* **CHALLENGE**: Convert each line of the entries below into a two-column Markdown table, numbering the rows under "Row" and placing the line under "Line". Omit blank lines.

— begin —

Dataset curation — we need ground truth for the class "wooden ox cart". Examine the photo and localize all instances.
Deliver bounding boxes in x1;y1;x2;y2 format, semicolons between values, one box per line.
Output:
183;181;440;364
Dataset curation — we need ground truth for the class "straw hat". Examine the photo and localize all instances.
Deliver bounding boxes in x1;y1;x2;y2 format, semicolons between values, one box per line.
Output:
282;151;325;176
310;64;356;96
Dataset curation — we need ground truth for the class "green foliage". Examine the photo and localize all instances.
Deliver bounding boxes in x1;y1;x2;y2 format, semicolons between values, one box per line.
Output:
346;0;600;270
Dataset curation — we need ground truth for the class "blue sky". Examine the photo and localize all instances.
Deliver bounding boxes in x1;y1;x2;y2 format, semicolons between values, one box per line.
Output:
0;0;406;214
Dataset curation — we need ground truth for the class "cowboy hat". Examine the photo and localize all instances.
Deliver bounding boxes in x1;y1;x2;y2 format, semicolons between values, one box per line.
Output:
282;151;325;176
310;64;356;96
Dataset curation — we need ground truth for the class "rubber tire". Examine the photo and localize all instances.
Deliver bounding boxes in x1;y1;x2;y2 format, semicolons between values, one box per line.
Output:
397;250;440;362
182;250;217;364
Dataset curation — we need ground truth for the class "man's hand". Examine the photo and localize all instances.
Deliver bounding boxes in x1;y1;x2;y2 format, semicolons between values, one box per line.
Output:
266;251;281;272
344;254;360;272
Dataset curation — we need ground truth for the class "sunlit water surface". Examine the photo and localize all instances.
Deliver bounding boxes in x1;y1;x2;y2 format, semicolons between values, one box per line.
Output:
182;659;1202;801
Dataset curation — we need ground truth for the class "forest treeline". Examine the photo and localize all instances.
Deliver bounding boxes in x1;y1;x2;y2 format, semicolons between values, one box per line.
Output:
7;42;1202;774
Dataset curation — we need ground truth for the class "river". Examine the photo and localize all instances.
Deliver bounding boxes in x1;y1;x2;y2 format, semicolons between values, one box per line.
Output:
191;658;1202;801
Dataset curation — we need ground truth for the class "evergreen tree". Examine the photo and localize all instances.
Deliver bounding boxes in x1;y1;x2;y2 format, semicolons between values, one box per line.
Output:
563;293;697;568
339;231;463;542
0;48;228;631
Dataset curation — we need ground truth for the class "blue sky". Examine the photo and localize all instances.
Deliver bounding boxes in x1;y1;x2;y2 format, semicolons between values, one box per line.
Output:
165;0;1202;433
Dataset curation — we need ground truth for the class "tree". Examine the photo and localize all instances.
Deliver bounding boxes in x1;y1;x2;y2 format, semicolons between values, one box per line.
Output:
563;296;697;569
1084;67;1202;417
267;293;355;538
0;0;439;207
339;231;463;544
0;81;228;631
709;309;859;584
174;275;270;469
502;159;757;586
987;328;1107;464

— end —

* **RIGHT ANSWER**:
| Row | Line |
|---|---|
| 1 | Dataset curation — we need ground truth for the class "wooden ox cart". Examine the photo and localize all instances. |
| 2 | Deliver bounding boxes in x1;y1;x2;y2 format, semicolons between values, one box per line. |
| 3 | Output: |
| 4 | 183;181;440;364 |
| 5 | Dataset curation — we need ground truth for the class "straw hat". Examine the photo and localize all instances. |
| 6 | Deliver bounding boxes in x1;y1;x2;y2 format, semicolons between values, one box per line. |
| 7 | Output: |
| 8 | 282;151;325;176 |
| 9 | 310;64;356;96 |
| 10 | Dataset curation — we need ground truth for the class "green foliage". Examine the photo and localize all instances. |
| 11 | Deliver bounding boxes in x1;y1;x2;y2 format, semicolons between values, one box per line. |
| 12 | Output: |
| 13 | 346;0;600;270 |
| 14 | Dataset curation — we need ground truth for the class "blue sky". Examine the photo and localize all instances. |
| 15 | Deliver bounding boxes in x1;y1;x2;y2 format, semicolons between values, one box per line. |
| 16 | Output: |
| 17 | 0;0;406;214 |
| 18 | Dataset curation — we need ground truth for the class "cowboy hat". Examine the photo and localize all instances. |
| 19 | Deliver bounding boxes in x1;y1;x2;y2 format, semicolons between values, one box per line. |
| 20 | Output: |
| 21 | 282;151;325;176 |
| 22 | 310;64;356;96 |
| 23 | Dataset curation — we need ground truth for the class "rubber tire". Examine the photo and localize all instances. |
| 24 | Deliver bounding boxes in x1;y1;x2;y2 format, semicolons between values, one box per line. |
| 25 | Output: |
| 26 | 397;250;440;362 |
| 27 | 182;250;217;364 |
| 28 | Dataset curation — we need ground truth for the class "man's hand". Examine the photo and localize all instances. |
| 29 | Deliver bounding boxes in x1;y1;x2;y2 format, semicolons between values, one box per line. |
| 30 | Output: |
| 31 | 266;251;281;272 |
| 32 | 344;254;360;272 |
| 33 | Dataset curation — we need ground truth for the class "sunlit water surface". Examine the photo and localize all instances. |
| 34 | Deliver bounding boxes in x1;y1;x2;y2 format, semicolons between values, one box per line. |
| 35 | Output: |
| 36 | 182;659;1202;801 |
| 37 | Dataset curation — we need ground truth for the class "forest treeline". Examine the photo and localize all instances. |
| 38 | Deliver bounding boxes in x1;y1;x2;y2 format, semicolons between values, one box per line. |
| 39 | Output: |
| 40 | 7;42;1202;774 |
| 41 | Dataset curation — we need ground truth for the class "river". Examine the photo and localize all instances. |
| 42 | Deliver bounding boxes in x1;y1;x2;y2 format, semicolons between values, one box per line. |
| 43 | Output: |
| 44 | 191;658;1202;801 |
| 45 | Dataset curation — we need ground truth for the class "evergreen tree". Examine the photo and localize all instances. |
| 46 | Deliver bounding boxes in x1;y1;x2;y2 format, semicolons between values, one box per line. |
| 47 | Output: |
| 48 | 563;293;697;568 |
| 49 | 339;231;463;542 |
| 50 | 0;48;228;631 |
| 51 | Dataset curation — we need ground truth for the class "blue sky". Examine the photo and localize all instances. |
| 52 | Deliver bounding boxes in x1;y1;x2;y2 format, semicolons between values, one box per line. |
| 53 | Output: |
| 54 | 165;0;1202;433 |
| 55 | Dataset curation — we need ground truth for the class "tree". Examine the photo and localize all instances. |
| 56 | Deliver bounding boxes in x1;y1;x2;y2 format, semicolons between values, one box per line. |
| 57 | Output: |
| 58 | 563;296;697;569 |
| 59 | 1084;67;1202;417 |
| 60 | 267;293;355;538 |
| 61 | 0;0;439;207 |
| 62 | 339;231;463;544 |
| 63 | 0;81;228;631 |
| 64 | 709;309;859;584 |
| 65 | 174;275;270;469 |
| 66 | 502;159;757;586 |
| 67 | 987;328;1107;464 |